_To do_. Update the data from the line with "target: power line" through the end of the data by writing "wooden pole" in place of "utility pole". Keep everything else the same.

--- Start Information shown ---

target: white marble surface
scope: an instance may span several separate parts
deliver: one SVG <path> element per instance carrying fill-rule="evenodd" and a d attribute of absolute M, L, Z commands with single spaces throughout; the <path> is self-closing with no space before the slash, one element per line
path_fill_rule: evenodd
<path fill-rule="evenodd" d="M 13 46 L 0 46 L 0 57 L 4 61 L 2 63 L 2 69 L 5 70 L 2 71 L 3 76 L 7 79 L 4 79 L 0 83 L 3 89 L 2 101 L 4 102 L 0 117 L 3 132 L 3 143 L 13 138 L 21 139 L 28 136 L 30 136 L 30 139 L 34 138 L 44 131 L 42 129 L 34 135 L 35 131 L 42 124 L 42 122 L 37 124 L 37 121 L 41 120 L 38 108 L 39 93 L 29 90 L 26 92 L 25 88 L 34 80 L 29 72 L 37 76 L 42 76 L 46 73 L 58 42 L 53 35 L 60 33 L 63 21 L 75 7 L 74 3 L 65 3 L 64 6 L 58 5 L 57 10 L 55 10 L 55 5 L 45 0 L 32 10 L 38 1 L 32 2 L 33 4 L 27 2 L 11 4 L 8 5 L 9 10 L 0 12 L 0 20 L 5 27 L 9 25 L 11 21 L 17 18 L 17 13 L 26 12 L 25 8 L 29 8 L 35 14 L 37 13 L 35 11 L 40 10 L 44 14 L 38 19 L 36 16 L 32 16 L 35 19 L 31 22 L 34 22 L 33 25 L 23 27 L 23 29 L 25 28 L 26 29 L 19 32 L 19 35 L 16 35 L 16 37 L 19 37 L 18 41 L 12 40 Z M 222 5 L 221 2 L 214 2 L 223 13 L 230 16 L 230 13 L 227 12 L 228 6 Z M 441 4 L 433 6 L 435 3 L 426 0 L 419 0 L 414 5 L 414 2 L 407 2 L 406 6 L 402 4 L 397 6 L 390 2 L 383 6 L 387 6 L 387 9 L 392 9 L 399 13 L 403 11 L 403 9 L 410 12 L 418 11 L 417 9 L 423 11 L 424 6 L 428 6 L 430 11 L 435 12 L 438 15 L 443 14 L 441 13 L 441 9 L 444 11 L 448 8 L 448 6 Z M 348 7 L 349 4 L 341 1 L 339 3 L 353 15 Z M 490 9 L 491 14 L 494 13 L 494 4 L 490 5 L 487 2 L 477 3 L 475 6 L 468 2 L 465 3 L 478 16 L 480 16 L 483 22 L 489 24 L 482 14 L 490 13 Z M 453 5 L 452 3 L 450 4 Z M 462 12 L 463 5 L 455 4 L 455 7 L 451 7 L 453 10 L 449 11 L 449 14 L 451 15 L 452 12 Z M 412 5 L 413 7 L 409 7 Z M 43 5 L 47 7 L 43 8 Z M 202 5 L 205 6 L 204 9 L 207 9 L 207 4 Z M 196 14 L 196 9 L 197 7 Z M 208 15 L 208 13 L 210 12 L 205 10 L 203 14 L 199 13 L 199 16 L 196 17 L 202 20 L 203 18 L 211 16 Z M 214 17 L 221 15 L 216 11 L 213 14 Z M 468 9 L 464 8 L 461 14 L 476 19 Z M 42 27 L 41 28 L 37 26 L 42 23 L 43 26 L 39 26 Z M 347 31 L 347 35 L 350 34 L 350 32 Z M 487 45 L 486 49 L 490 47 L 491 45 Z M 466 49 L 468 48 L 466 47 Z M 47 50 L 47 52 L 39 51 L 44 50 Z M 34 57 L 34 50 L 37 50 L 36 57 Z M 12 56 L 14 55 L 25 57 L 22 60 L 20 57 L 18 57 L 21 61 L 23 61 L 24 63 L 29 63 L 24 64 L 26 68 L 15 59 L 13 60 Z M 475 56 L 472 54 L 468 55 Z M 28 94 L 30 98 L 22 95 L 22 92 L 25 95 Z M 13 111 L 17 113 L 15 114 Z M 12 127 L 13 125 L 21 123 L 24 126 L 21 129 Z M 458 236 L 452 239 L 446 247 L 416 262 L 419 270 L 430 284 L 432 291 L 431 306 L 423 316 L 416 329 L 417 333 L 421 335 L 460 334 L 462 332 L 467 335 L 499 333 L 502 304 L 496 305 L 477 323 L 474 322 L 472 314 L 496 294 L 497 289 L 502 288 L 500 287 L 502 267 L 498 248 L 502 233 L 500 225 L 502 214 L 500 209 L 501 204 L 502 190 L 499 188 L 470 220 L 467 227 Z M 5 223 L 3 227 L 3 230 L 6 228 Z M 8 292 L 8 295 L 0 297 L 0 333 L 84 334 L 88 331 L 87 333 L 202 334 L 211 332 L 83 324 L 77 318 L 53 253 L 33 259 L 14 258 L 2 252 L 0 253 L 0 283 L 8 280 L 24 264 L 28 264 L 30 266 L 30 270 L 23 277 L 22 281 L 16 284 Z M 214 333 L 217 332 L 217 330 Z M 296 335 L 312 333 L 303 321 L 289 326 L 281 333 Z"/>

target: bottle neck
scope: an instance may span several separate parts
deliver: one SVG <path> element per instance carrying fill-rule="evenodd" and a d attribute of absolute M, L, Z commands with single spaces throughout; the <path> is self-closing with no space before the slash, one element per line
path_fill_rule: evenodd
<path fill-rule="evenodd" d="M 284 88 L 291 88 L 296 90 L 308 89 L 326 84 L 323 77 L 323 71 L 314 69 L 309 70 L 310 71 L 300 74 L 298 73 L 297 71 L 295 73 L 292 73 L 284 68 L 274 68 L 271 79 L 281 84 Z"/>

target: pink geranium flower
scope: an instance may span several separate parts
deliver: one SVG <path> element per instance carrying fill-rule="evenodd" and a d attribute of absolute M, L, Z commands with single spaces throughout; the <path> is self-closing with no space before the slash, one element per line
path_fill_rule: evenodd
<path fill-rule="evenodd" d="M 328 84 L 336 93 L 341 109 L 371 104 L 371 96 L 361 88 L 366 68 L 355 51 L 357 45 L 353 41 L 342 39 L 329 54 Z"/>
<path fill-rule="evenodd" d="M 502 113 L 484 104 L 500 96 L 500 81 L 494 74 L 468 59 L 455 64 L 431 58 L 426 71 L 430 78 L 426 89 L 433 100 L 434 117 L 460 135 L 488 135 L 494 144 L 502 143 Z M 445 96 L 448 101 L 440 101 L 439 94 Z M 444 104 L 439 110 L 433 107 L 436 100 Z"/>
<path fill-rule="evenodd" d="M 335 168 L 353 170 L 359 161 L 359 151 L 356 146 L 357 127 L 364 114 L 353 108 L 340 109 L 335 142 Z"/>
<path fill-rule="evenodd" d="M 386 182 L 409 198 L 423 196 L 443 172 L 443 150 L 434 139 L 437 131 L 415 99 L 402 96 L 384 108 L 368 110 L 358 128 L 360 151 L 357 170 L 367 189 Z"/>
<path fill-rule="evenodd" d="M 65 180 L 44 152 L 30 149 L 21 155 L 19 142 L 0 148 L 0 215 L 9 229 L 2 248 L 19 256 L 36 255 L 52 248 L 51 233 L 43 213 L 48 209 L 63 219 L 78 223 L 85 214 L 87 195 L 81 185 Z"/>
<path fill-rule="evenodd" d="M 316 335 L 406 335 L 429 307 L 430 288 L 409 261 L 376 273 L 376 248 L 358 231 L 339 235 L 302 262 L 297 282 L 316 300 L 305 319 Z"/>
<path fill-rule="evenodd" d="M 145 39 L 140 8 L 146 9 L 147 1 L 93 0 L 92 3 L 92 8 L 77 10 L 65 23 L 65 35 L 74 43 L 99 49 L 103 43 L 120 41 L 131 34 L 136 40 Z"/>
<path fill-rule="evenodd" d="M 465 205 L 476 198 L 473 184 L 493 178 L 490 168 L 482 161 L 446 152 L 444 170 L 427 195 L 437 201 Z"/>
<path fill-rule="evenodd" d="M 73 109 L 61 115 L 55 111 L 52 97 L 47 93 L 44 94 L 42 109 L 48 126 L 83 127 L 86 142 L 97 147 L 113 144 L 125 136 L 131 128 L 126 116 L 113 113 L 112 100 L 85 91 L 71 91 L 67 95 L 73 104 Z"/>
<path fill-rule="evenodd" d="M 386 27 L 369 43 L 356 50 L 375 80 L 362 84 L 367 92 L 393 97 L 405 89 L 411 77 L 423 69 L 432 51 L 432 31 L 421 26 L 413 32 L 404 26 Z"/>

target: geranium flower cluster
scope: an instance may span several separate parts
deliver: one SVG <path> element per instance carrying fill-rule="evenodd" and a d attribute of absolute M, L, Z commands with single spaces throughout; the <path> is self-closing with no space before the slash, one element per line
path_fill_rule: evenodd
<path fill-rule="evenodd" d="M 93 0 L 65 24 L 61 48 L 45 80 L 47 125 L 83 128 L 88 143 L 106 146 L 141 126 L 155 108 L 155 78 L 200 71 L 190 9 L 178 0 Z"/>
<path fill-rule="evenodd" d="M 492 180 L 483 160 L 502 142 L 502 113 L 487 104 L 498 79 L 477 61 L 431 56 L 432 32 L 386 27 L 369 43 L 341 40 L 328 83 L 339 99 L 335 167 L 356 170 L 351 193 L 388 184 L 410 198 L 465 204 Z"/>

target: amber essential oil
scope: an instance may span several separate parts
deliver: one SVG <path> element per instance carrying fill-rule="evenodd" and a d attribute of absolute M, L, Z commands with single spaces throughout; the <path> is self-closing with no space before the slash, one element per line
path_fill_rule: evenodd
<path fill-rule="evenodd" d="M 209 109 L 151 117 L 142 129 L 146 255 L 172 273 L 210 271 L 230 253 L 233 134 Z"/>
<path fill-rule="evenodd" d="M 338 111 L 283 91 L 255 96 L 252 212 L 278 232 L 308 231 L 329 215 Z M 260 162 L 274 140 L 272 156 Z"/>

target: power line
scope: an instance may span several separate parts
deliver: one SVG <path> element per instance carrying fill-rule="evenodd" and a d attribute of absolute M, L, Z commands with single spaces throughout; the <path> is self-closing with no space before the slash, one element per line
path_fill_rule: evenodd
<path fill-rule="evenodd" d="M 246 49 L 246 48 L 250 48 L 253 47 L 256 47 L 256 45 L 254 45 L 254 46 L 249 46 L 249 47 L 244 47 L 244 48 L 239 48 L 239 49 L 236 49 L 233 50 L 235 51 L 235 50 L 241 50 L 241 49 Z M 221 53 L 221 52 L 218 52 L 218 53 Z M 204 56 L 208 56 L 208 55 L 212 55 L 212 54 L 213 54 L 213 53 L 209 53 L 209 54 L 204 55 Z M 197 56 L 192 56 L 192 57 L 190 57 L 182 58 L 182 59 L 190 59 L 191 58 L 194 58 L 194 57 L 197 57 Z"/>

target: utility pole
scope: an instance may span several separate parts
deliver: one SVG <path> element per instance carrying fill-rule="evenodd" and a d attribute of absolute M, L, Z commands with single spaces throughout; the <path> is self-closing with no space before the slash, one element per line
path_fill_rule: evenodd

--- End Information shown ---

_Task result_.
target: power line
scope: an instance may span several separate parts
deliver: one SVG <path> element per instance carrying fill-rule="evenodd" and a d attribute of absolute M, L, Z commands with single spaces throughout; the <path> is self-closing with no space before the slash, one element per line
path_fill_rule: evenodd
<path fill-rule="evenodd" d="M 246 49 L 246 48 L 250 48 L 253 47 L 256 47 L 256 45 L 254 45 L 254 46 L 249 46 L 249 47 L 244 47 L 244 48 L 239 48 L 239 49 L 236 49 L 233 50 L 235 51 L 235 50 L 241 50 L 241 49 Z M 221 53 L 221 52 L 218 52 L 218 53 Z M 204 56 L 208 56 L 208 55 L 212 55 L 212 54 L 213 54 L 213 53 L 209 53 L 209 54 L 204 55 Z M 197 56 L 192 56 L 192 57 L 190 57 L 182 58 L 182 59 L 190 59 L 191 58 L 194 58 L 194 57 L 197 57 Z"/>

target: wooden pole
scope: an instance may span several separate parts
deliver: one SVG <path> element per instance carrying fill-rule="evenodd" and a d attribute of absolute M, L, Z commands with single spaces throughout; the <path> is self-closing with no space before the slash, one element per line
path_fill_rule: evenodd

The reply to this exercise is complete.